EXTRACT PROVIDED ::
===============

15 February 2013

Rwanda: Hosting Jamafest Opens a New Chapter for Rwanda and Integration

CULTURE PLAYS a powerful role in human societies especially in their maintenance. When nations, or societies united by culture, share not only territories but values and belief systems, great strength results. It is easy to know who belongs and who does not; food, customs, clothes, symbols, language and other factors are readily identifiable member distinctions.

In many traditional cultures, tribal cohesiveness is maintained through a calendar of ritual events in which the village frequently dances from dusk until dawn. Many people join in, so there is usually a lot of call and response with people singing in answer to the drums or other percussive instruments. These events are about celebrating together, as a tribe, a clan, a village.

Dances, songs and drums are a trinity that recalls history from centuries ago. They are symbols of how Africans used the same instruments in times of war, peace, religion, marriage ceremonies, harvests, friendship and exchange of gifts. Drums and songs are used to welcome a child and during funeral rites.

Over a long period, almost all tribes have used drums to declare war and make peace. The trepidation that precedes battle, the warmth of a call that inspired the timid long ago were a function of the drum beat and war ensembles evoking the courage of battle-weary soldiers .

===============

EXERCISE DATA ::
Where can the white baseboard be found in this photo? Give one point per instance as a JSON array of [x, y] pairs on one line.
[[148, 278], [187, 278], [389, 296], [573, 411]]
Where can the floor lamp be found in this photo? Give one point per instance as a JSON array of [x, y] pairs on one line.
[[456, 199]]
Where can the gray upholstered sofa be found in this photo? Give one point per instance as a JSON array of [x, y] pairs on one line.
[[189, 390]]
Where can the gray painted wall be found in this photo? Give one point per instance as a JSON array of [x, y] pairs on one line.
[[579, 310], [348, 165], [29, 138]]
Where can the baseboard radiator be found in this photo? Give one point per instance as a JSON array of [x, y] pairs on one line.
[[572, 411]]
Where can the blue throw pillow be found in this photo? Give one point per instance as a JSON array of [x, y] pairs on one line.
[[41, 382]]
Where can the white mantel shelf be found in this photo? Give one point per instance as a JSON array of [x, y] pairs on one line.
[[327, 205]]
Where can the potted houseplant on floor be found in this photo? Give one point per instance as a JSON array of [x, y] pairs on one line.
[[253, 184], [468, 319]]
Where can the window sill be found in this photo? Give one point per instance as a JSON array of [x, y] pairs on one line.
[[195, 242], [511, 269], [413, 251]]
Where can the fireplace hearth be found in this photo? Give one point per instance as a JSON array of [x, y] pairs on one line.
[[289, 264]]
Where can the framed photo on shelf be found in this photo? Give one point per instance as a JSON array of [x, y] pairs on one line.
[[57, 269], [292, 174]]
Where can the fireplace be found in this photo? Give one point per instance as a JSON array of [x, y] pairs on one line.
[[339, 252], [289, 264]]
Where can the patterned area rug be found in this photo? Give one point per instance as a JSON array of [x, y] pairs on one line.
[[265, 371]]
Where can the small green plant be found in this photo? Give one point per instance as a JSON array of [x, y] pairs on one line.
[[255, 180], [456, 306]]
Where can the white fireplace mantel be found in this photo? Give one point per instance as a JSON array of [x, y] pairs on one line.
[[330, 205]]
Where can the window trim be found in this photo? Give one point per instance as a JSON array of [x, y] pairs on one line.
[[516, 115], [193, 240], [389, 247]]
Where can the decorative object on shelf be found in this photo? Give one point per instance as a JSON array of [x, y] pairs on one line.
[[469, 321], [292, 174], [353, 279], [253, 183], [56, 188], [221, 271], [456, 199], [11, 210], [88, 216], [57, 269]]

===============

THE PROBLEM :: Copy the article on Rwanda hosting Jamafest, word for word and in full.

WRITTEN ANSWER ::
15 February 2013

Rwanda: Hosting Jamafest Opens a New Chapter for Rwanda and Integration

CULTURE PLAYS a powerful role in human societies especially in their maintenance. When nations, or societies united by culture, share not only territories but values and belief systems, great strength results. It is easy to know who belongs and who does not; food, customs, clothes, symbols, language and other factors are readily identifiable member distinctions.

In many traditional cultures, tribal cohesiveness is maintained through a calendar of ritual events in which the village frequently dances from dusk until dawn. Many people join in, so there is usually a lot of call and response with people singing in answer to the drums or other percussive instruments. These events are about celebrating together, as a tribe, a clan, a village.

Dances, songs and drums are a trinity that recalls history from centuries ago. They are symbols of how Africans used the same instruments in times of war, peace, religion, marriage ceremonies, harvests, friendship and exchange of gifts. Drums and songs are used to welcome a child and during funeral rites.

Over a long period, almost all tribes have used drums to declare war and make peace. The trepidation that precedes battle, the warmth of a call that inspired the timid long ago were a function of the drum beat and war ensembles evoking the courage of battle-weary soldiers .